DOCUMENT EXCERPT:
------

- Born: 2 June 1961 (age 65) Zagreb, FPR Yugoslavia
- Education: University of Zagreb
- Occupations: Short story writer, novelist and columnist
- Writing career
- Period: 1996–present

= Zoran Ferić =

Croatian author and columnist

Zoran Ferić (born 2 June 1961 in Zagreb, Croatia) is a Croatian writer and columnist who resides in Zagreb. He attended the Ivan Goran Kovačić Elementary School in the city's wealthy neighborhood of Šalata and graduated in Croatian studies at the Faculty of Philosophy at the University of Zagreb. He has written three novels and two collections of short stories. For his literary work, he has received the Ksaver Šandor Gjalski Prize in 2000 and the Jutarnji list Award in 2001. Ferić wrote columns for Nacional, a Croatian weekly. He teaches Croatian at a higher secondary school in Zagreb.

------

GIVEN RECORDS:
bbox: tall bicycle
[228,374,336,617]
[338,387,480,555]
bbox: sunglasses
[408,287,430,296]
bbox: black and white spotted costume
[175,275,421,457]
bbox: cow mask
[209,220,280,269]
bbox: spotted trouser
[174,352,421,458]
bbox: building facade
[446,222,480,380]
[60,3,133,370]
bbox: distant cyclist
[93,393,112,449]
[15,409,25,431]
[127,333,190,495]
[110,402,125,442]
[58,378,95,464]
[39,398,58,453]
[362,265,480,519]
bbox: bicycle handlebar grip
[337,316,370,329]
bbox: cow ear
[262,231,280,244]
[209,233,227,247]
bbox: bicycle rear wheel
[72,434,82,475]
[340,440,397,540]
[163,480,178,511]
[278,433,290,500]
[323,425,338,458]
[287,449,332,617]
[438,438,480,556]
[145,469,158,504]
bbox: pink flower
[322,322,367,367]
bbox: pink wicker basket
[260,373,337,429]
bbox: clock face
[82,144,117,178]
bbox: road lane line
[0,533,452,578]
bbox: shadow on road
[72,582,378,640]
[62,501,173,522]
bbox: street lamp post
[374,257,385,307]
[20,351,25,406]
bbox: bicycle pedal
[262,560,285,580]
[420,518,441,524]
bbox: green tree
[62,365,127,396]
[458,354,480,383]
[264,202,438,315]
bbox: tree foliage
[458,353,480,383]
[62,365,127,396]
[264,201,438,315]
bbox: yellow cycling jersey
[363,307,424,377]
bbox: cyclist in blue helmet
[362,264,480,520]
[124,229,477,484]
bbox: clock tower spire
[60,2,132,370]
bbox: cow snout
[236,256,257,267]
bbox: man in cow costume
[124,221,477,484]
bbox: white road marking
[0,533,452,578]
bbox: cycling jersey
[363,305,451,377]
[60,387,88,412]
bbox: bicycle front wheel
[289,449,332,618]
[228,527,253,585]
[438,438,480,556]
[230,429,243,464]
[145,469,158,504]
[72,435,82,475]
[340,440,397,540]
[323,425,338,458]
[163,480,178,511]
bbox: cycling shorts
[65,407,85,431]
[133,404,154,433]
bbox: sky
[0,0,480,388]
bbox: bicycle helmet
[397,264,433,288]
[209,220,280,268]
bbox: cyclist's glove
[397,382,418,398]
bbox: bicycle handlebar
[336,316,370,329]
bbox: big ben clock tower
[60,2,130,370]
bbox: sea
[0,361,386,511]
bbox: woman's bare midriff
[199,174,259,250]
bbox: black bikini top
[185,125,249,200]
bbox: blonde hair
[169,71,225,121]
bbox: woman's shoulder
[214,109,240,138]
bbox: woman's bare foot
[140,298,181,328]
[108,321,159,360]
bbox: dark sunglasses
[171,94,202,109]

------

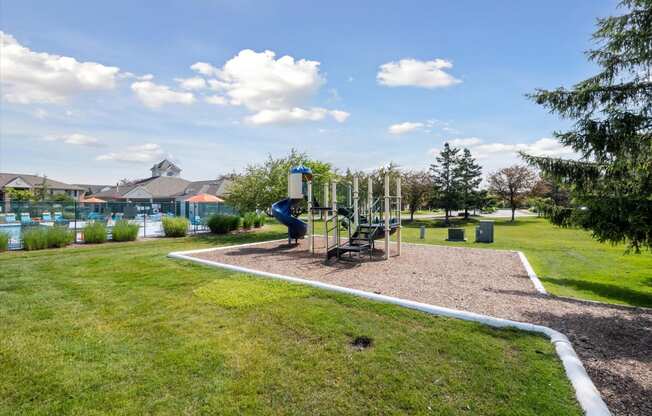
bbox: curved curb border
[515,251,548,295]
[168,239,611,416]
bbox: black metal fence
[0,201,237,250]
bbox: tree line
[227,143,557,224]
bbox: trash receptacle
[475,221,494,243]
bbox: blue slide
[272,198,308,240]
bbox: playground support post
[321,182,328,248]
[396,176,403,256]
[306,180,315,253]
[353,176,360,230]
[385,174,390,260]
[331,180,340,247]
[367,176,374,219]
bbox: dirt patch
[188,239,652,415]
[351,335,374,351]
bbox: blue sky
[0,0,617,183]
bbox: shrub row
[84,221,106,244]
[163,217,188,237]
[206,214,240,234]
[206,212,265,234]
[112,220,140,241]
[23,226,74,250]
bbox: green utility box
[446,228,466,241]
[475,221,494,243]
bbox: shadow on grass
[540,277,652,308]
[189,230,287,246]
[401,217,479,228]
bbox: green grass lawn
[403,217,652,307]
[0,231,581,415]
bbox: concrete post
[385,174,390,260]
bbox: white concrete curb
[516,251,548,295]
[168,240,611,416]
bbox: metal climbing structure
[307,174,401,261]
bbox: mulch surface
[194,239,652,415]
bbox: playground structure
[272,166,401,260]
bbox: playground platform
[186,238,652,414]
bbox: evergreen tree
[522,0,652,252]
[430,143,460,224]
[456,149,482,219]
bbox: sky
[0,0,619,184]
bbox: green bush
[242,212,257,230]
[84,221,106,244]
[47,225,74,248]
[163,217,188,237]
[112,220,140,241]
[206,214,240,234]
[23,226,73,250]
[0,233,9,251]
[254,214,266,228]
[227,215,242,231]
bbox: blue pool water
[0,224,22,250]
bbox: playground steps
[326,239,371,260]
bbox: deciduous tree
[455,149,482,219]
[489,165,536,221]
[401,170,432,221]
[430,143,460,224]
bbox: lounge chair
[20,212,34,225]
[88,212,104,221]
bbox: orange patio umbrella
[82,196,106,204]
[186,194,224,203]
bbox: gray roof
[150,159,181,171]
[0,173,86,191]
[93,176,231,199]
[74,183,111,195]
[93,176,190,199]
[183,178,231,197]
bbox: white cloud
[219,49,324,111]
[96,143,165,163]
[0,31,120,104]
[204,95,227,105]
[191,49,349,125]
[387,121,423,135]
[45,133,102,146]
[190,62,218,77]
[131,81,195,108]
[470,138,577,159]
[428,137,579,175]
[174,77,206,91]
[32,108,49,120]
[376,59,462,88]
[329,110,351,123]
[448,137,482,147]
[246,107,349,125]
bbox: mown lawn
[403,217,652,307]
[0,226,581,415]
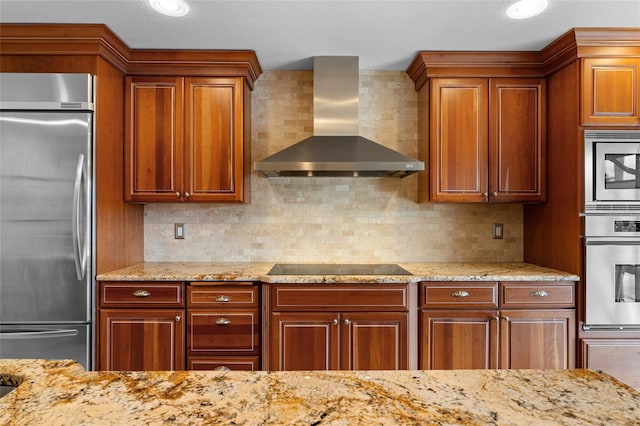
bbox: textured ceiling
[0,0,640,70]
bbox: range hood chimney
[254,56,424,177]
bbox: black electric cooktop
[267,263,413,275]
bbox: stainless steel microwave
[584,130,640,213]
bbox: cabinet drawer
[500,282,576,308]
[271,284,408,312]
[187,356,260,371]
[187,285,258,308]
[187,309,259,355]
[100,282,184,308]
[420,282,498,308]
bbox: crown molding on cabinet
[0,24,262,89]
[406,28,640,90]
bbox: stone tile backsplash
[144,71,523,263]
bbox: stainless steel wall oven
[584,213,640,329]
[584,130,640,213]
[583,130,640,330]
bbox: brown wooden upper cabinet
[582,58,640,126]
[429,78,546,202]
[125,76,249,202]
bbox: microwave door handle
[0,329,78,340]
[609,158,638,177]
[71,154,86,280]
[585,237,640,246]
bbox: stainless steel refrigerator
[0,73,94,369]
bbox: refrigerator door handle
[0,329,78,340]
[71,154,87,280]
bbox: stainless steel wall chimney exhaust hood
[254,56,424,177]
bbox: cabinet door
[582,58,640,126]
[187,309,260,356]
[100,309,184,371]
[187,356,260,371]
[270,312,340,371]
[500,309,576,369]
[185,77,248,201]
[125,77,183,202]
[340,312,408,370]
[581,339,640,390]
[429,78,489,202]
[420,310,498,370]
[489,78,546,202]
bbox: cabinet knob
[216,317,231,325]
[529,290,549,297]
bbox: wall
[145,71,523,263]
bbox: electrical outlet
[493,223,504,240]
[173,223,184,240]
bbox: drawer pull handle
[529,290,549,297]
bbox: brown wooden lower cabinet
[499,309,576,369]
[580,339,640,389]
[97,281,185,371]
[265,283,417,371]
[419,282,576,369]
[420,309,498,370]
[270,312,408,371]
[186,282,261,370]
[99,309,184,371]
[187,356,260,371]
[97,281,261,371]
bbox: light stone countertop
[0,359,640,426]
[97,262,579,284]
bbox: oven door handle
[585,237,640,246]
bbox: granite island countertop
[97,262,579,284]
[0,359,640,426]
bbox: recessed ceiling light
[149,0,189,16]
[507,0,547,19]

------

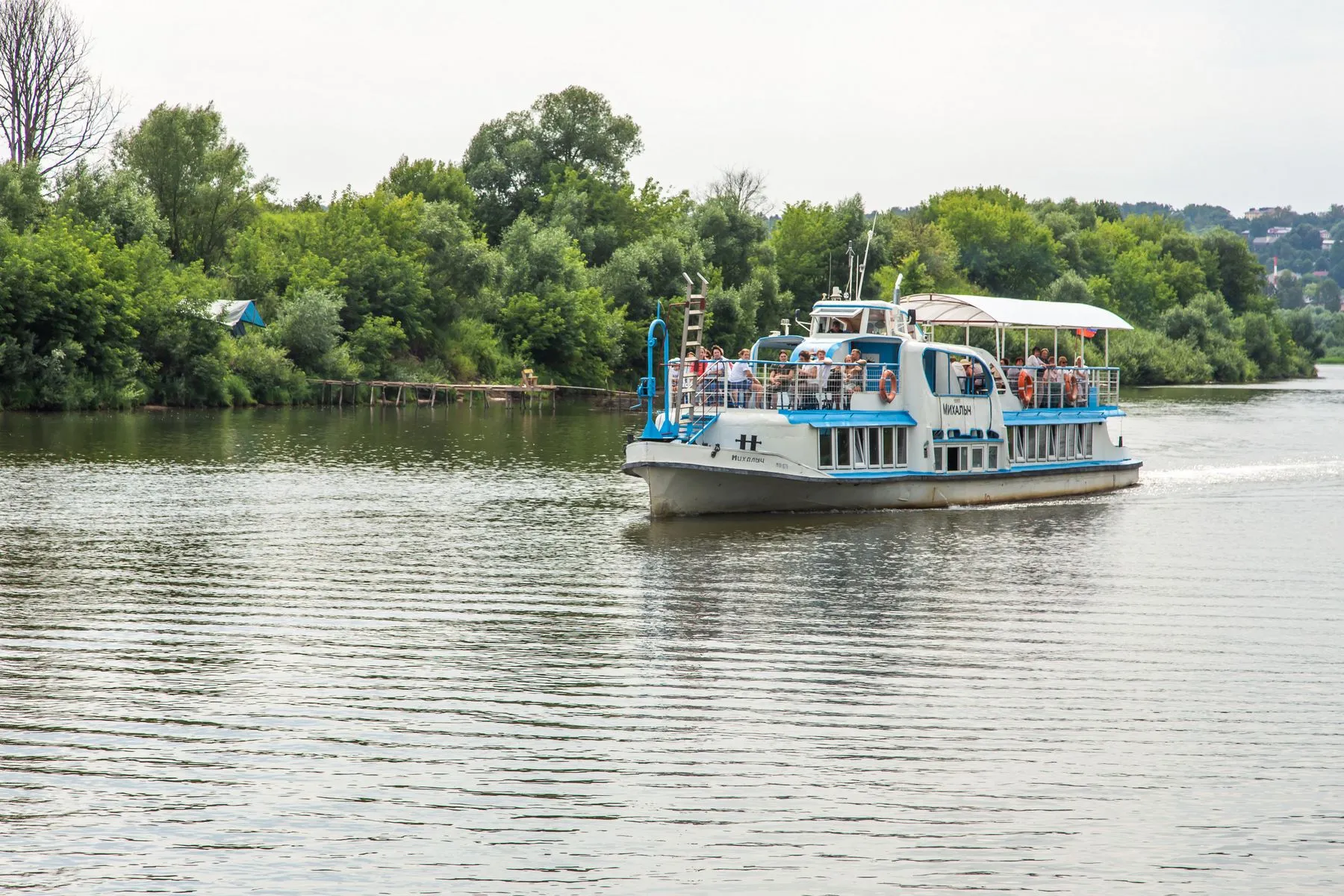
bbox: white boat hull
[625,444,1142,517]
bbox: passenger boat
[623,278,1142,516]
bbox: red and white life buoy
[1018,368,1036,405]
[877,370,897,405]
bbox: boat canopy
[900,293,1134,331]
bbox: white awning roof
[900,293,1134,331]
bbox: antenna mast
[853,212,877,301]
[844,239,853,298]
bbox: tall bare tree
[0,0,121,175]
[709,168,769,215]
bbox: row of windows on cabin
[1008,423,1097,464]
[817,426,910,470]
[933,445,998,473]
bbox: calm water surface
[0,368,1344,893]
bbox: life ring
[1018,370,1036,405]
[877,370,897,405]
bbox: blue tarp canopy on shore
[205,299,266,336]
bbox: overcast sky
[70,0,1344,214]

------

TASKS TO COMPLETE:
(a) List every distinct year mentioned in the profile of Zoran Ferić.
(b) In the profile of Zoran Ferić, copy word for word the passage starting with "Croatian author and" and going on through "school in Zagreb.".

RESPONSES TO THE EXERCISE:
(a) 1961, 1996, 2000, 2001

(b)
Croatian author and columnist

Zoran Ferić (born 2 June 1961 in Zagreb, Croatia) is a Croatian writer and columnist who resides in Zagreb. He attended the Ivan Goran Kovačić Elementary School in the city's wealthy neighborhood of Šalata and graduated in Croatian studies at the Faculty of Philosophy at the University of Zagreb. He has written three novels and two collections of short stories. For his literary work, he has received the Ksaver Šandor Gjalski Prize in 2000 and the Jutarnji list Award in 2001. Ferić wrote columns for Nacional, a Croatian weekly. He teaches Croatian at a higher secondary school in Zagreb.